▶ DESCRIPTION OF THE TASK:
Count the lines of the records below that contain the string "window", treating case as significant, and reply with only the number.

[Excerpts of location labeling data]
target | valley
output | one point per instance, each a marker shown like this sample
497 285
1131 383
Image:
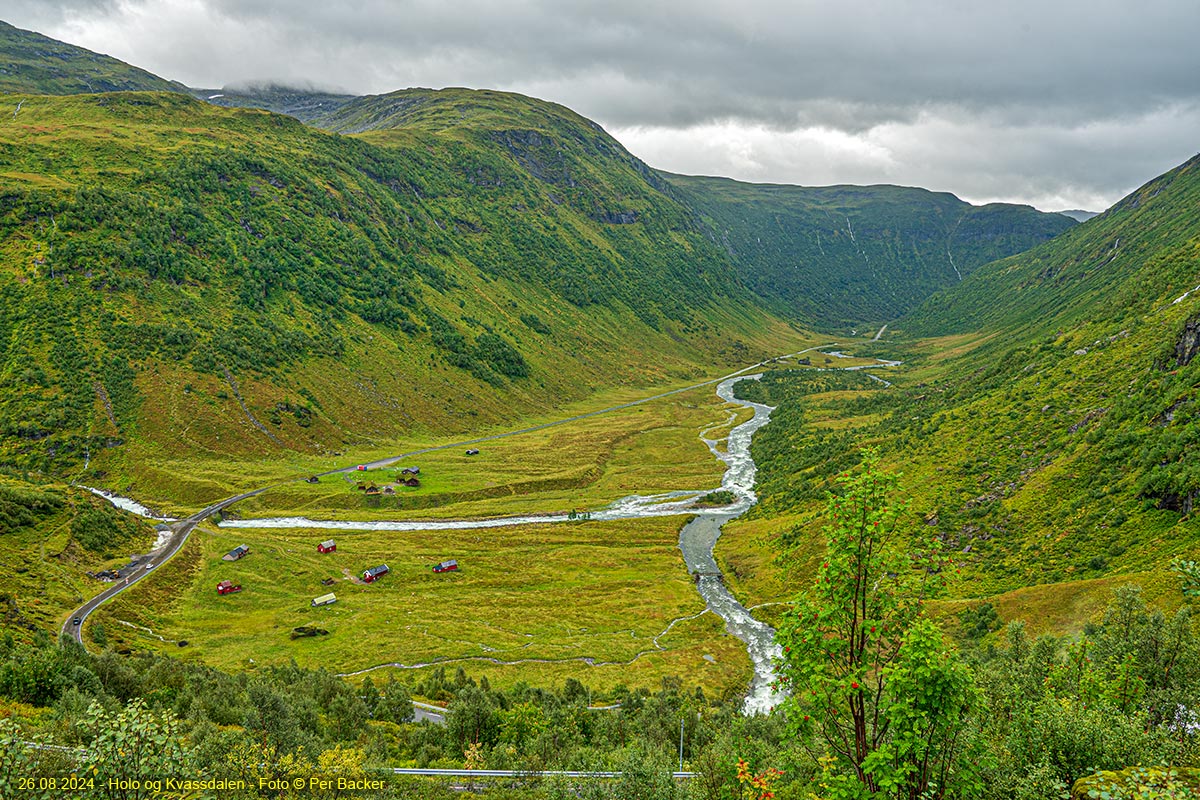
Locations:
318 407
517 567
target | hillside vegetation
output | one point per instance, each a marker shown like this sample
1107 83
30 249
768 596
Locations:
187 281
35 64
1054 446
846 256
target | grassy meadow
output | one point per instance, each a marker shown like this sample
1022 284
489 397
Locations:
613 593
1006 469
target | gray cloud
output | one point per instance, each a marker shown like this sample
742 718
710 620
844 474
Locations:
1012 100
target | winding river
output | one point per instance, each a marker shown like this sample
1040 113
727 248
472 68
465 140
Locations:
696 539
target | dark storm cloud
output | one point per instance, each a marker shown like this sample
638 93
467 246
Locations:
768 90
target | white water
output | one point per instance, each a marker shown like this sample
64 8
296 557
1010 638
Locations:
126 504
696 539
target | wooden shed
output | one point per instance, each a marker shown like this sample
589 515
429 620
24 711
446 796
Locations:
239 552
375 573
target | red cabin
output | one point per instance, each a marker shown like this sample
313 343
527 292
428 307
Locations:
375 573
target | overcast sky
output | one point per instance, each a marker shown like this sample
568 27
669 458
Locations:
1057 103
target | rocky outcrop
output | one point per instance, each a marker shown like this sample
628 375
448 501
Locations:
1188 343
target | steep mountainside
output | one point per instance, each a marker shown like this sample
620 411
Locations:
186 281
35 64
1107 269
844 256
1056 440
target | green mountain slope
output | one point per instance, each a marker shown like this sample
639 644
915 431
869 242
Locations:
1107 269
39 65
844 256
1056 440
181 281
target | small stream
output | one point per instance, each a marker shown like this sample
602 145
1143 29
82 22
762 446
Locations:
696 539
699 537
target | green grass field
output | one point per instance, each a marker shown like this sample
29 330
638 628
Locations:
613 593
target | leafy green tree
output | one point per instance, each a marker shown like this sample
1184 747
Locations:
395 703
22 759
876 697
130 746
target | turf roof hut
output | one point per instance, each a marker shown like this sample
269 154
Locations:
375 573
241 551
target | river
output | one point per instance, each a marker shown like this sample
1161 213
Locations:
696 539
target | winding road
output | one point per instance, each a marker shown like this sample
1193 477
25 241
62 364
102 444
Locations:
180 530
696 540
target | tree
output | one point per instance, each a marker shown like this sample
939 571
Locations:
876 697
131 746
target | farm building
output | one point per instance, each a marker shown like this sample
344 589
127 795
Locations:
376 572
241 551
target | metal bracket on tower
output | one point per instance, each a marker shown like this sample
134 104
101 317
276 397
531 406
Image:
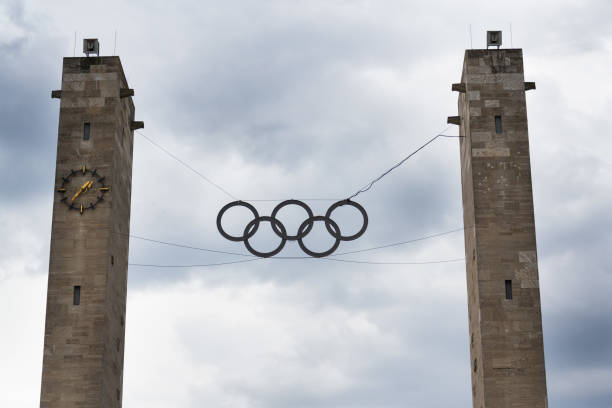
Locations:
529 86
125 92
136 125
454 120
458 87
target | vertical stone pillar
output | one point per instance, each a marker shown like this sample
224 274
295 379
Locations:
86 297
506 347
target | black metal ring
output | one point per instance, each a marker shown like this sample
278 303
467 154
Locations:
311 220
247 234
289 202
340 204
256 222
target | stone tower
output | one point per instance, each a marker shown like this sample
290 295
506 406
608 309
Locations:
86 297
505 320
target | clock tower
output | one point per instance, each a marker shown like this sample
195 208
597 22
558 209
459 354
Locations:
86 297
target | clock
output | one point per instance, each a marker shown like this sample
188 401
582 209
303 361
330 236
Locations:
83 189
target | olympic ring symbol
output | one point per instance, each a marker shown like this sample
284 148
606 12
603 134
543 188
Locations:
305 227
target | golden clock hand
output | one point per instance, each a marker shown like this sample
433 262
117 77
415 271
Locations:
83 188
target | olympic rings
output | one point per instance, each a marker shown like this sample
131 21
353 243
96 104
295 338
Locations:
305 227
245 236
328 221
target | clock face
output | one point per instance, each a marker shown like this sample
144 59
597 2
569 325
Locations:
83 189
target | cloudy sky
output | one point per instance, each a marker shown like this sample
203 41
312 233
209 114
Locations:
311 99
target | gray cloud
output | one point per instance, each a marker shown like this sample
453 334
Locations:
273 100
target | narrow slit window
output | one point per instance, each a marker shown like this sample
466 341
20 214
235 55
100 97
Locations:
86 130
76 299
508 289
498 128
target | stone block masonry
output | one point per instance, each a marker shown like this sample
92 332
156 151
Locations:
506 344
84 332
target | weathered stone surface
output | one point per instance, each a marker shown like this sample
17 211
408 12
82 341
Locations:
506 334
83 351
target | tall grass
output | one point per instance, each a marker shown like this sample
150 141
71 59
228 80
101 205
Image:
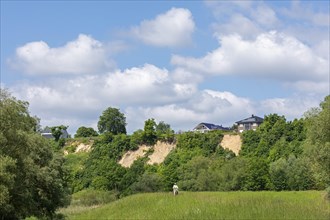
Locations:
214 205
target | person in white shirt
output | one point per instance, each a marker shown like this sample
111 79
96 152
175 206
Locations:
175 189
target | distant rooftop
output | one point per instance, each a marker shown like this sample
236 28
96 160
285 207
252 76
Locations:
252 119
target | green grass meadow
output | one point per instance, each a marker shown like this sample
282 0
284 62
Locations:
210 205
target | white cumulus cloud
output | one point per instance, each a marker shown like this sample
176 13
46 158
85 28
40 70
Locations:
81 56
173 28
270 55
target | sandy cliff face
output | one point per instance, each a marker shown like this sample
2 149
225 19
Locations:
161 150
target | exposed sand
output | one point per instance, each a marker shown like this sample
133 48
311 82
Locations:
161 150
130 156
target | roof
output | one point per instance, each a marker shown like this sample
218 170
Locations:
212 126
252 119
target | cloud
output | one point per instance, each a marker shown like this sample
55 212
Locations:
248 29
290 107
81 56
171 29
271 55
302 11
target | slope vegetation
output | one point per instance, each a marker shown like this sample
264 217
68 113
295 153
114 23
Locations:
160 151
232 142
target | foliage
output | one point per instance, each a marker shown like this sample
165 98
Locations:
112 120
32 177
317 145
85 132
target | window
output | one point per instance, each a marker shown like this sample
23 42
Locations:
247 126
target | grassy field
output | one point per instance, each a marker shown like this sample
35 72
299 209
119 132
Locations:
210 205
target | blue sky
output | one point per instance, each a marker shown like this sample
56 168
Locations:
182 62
---
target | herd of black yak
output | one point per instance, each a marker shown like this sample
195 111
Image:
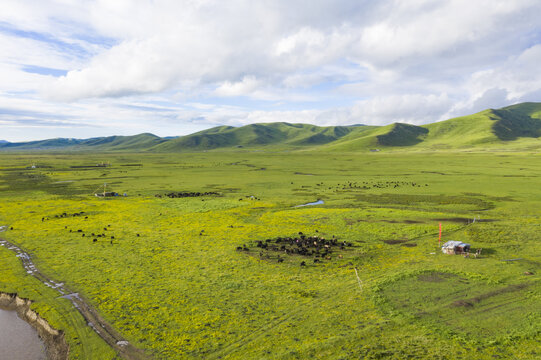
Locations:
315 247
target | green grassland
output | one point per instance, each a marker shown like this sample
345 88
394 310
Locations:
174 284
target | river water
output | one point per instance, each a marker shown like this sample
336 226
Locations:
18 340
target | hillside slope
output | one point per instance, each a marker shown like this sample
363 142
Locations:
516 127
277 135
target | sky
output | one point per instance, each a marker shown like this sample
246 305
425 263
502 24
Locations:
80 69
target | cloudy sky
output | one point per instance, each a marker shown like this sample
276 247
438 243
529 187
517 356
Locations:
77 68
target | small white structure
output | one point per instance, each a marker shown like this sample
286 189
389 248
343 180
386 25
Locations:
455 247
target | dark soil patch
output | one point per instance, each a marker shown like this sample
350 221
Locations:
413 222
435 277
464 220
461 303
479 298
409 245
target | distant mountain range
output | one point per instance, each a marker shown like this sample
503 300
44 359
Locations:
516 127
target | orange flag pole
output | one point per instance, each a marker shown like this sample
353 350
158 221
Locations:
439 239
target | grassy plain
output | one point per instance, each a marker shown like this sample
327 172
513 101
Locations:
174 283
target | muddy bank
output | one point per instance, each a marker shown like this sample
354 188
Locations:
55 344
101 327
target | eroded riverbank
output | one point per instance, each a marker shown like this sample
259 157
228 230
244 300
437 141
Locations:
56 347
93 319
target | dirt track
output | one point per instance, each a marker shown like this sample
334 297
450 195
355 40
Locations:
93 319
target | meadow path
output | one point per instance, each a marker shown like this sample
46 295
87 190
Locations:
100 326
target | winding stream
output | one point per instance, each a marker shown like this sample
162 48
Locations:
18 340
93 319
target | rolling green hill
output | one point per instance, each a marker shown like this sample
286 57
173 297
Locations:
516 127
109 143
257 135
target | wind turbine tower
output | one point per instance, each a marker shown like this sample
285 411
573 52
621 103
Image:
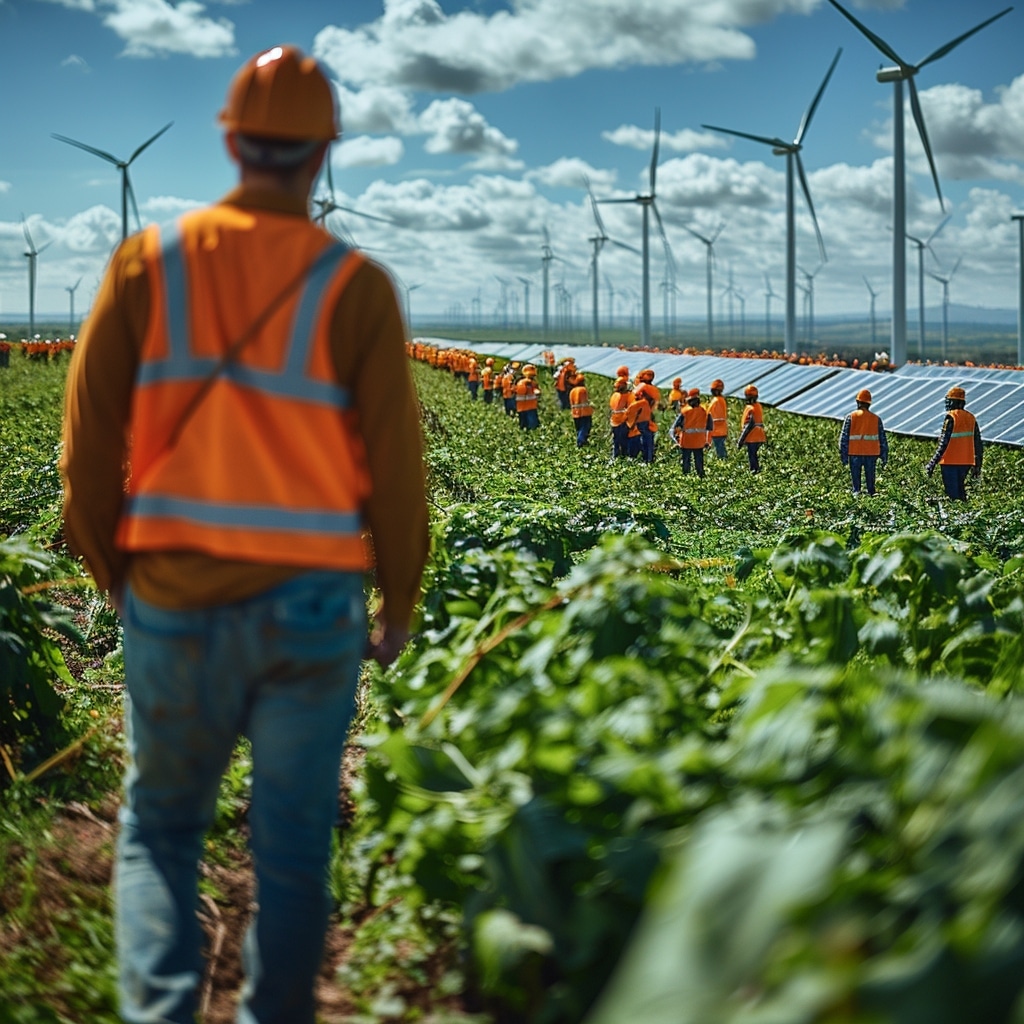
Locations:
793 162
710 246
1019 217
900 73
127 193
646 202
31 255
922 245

▶ SOLUTION FOR THIS PROBLEM:
2